→ THE PROBLEM
Update the rows below by swapping every "bucket" for "pail" and leaving the rest untouched.
-=-=-=-=-
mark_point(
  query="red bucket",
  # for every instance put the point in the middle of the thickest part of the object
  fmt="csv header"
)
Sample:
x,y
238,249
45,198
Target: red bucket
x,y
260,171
-=-=-=-=-
→ TASK RESULT
mark_point(
  query="red pail",
  # for every instance put the point in the middle of the thickest part of the object
  fmt="csv header"
)
Sample:
x,y
238,249
45,198
Target: red pail
x,y
260,171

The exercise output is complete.